(Stored dataset items)
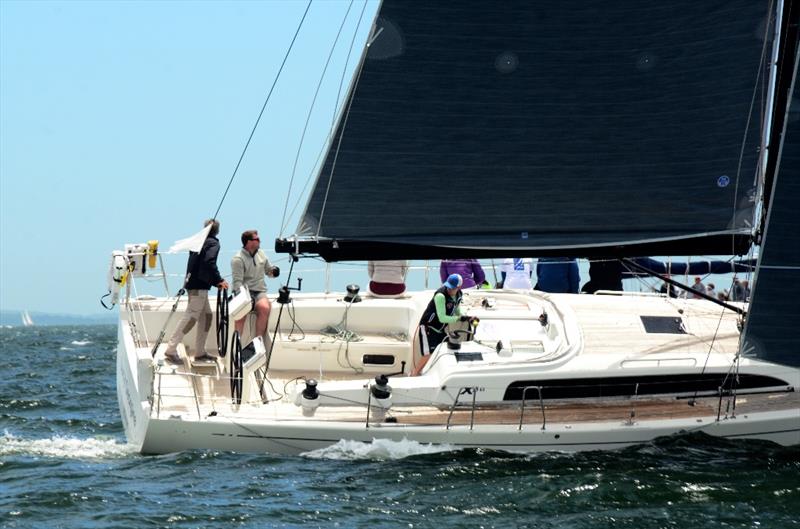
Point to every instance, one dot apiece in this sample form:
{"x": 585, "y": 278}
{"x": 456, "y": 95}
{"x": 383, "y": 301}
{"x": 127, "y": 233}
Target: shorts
{"x": 255, "y": 296}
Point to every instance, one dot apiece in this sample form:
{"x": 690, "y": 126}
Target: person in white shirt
{"x": 516, "y": 273}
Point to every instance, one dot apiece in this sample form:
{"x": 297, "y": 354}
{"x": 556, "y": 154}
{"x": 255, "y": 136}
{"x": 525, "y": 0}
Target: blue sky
{"x": 123, "y": 121}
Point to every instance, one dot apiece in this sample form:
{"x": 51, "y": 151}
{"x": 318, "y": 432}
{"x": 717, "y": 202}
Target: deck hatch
{"x": 468, "y": 357}
{"x": 378, "y": 360}
{"x": 663, "y": 324}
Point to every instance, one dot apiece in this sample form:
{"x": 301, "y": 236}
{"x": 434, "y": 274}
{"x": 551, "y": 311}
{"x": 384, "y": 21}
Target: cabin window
{"x": 663, "y": 324}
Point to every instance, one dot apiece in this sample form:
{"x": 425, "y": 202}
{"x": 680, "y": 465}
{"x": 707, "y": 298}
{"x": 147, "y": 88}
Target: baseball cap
{"x": 453, "y": 281}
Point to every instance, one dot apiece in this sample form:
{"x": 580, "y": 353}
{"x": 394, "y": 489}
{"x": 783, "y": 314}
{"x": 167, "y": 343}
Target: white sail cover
{"x": 193, "y": 243}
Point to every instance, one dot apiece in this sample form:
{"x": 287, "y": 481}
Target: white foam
{"x": 65, "y": 447}
{"x": 378, "y": 449}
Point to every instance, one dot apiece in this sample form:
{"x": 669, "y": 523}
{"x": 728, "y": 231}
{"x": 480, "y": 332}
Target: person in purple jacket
{"x": 469, "y": 269}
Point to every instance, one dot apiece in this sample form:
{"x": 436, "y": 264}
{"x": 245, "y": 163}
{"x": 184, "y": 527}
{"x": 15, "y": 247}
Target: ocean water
{"x": 64, "y": 463}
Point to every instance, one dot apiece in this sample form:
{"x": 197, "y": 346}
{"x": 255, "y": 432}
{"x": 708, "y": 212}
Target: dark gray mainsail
{"x": 771, "y": 329}
{"x": 561, "y": 128}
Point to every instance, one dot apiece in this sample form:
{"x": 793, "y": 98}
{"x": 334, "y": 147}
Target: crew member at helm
{"x": 444, "y": 308}
{"x": 249, "y": 267}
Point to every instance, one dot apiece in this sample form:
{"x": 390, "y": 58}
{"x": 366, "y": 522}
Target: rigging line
{"x": 310, "y": 112}
{"x": 263, "y": 107}
{"x": 332, "y": 130}
{"x": 749, "y": 118}
{"x": 341, "y": 136}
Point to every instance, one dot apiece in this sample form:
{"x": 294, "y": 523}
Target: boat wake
{"x": 378, "y": 449}
{"x": 65, "y": 447}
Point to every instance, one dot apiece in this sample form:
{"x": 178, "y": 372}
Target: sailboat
{"x": 612, "y": 132}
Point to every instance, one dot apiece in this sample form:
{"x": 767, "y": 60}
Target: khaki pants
{"x": 197, "y": 311}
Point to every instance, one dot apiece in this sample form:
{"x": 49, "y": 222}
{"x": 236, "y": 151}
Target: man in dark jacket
{"x": 201, "y": 274}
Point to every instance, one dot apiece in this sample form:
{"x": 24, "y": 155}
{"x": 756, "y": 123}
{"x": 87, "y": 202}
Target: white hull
{"x": 167, "y": 409}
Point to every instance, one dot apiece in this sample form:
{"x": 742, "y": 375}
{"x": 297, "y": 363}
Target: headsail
{"x": 566, "y": 128}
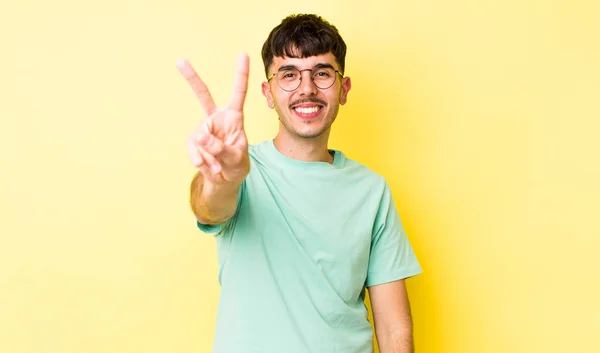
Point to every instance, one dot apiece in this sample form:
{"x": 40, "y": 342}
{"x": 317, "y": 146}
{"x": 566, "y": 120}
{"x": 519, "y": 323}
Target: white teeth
{"x": 302, "y": 110}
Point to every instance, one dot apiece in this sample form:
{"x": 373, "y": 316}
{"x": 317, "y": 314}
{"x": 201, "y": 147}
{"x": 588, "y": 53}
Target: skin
{"x": 219, "y": 149}
{"x": 305, "y": 139}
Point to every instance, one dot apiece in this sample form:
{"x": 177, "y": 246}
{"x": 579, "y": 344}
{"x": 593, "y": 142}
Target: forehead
{"x": 304, "y": 63}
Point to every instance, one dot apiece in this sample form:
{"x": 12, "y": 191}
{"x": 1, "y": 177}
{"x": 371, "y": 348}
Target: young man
{"x": 301, "y": 229}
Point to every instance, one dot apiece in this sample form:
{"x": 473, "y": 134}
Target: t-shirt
{"x": 294, "y": 260}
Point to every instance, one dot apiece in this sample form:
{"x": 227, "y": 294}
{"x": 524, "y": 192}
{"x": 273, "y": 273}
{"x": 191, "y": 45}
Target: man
{"x": 301, "y": 229}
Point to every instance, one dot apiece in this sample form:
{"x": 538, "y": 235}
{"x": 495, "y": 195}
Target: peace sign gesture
{"x": 218, "y": 146}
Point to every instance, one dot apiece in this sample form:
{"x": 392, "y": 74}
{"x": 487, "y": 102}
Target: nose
{"x": 307, "y": 87}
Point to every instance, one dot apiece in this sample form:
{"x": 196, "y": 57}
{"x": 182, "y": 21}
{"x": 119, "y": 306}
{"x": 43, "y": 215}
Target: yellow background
{"x": 483, "y": 116}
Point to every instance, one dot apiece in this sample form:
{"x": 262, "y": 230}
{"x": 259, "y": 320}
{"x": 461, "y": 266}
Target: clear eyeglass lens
{"x": 290, "y": 79}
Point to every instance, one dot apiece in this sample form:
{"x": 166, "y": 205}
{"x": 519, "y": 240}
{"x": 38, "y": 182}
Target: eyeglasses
{"x": 289, "y": 77}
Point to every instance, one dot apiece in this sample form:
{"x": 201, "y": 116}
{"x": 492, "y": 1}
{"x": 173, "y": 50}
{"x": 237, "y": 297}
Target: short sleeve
{"x": 218, "y": 229}
{"x": 392, "y": 257}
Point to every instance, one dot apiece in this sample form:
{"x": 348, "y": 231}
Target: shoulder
{"x": 362, "y": 173}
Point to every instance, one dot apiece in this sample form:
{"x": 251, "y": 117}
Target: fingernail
{"x": 206, "y": 140}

Problem to work on
Once the line with "Target: nose" is found, transcribe it and each line after it through the final line of the entries, exactly and only.

Exercise solution
Target: nose
{"x": 307, "y": 87}
Point to every instance, one dot apiece in this sample form:
{"x": 196, "y": 57}
{"x": 182, "y": 21}
{"x": 119, "y": 306}
{"x": 43, "y": 215}
Target: yellow background
{"x": 483, "y": 116}
Point to every instance, one dot apiece in this sample form:
{"x": 262, "y": 230}
{"x": 259, "y": 320}
{"x": 461, "y": 266}
Target: clear eyeglass lens
{"x": 290, "y": 79}
Point to every instance, one dot apiece in this sample form:
{"x": 166, "y": 205}
{"x": 519, "y": 240}
{"x": 38, "y": 182}
Target: eyeglasses
{"x": 289, "y": 77}
Point to every instance, one dot apiece in this sample form:
{"x": 201, "y": 116}
{"x": 492, "y": 1}
{"x": 173, "y": 50}
{"x": 237, "y": 297}
Target: short sleeve
{"x": 218, "y": 229}
{"x": 392, "y": 257}
Point to every instance, one dot apiece in this sample form:
{"x": 348, "y": 231}
Target: shoulder
{"x": 362, "y": 173}
Point to every instance, one dot apiece in this sample form:
{"x": 251, "y": 117}
Target: fingernail
{"x": 206, "y": 140}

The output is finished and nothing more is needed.